WHAT TO DO: Could you retype exactly the lines running from the line with "honestly just need you to find the side" to the end of the data, both included, and nothing else?

DATASET ENTRIES:
--

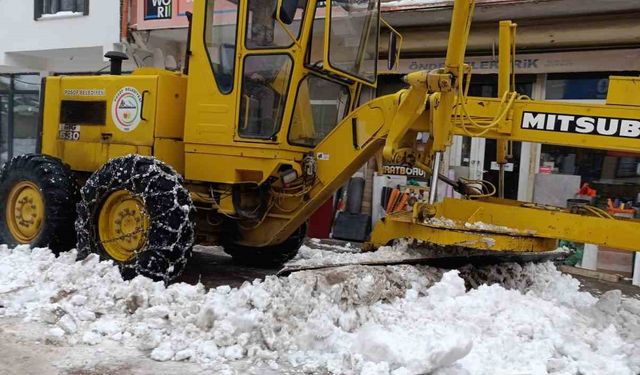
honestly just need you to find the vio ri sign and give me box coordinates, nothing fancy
[145,0,173,20]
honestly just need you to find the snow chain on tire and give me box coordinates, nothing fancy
[0,154,79,252]
[76,155,195,282]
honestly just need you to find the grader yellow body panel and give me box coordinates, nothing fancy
[41,69,187,174]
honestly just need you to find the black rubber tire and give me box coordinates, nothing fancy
[76,155,195,282]
[223,223,307,268]
[0,154,79,252]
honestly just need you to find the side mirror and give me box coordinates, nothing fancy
[388,31,400,70]
[381,18,402,71]
[276,0,298,25]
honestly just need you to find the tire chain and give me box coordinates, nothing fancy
[76,155,195,282]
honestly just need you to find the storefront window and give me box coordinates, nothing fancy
[13,94,40,156]
[0,74,41,164]
[0,95,8,164]
[13,75,41,91]
[541,72,640,210]
[468,75,535,199]
[546,74,609,100]
[0,76,9,91]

--

ANSWER BOX:
honestly just need you to find the side mirror and give me box coordinates, nothing fancy
[388,31,400,70]
[381,18,402,71]
[276,0,298,25]
honestly just need you to find the tire chain and give me box coordinates, nothing fancy
[76,155,195,282]
honestly just need you to find the storefront window and give me box coordinates, nothing fancy
[13,94,40,156]
[0,74,41,164]
[0,95,8,164]
[13,75,41,91]
[541,72,640,210]
[468,75,535,199]
[546,74,609,100]
[0,76,9,91]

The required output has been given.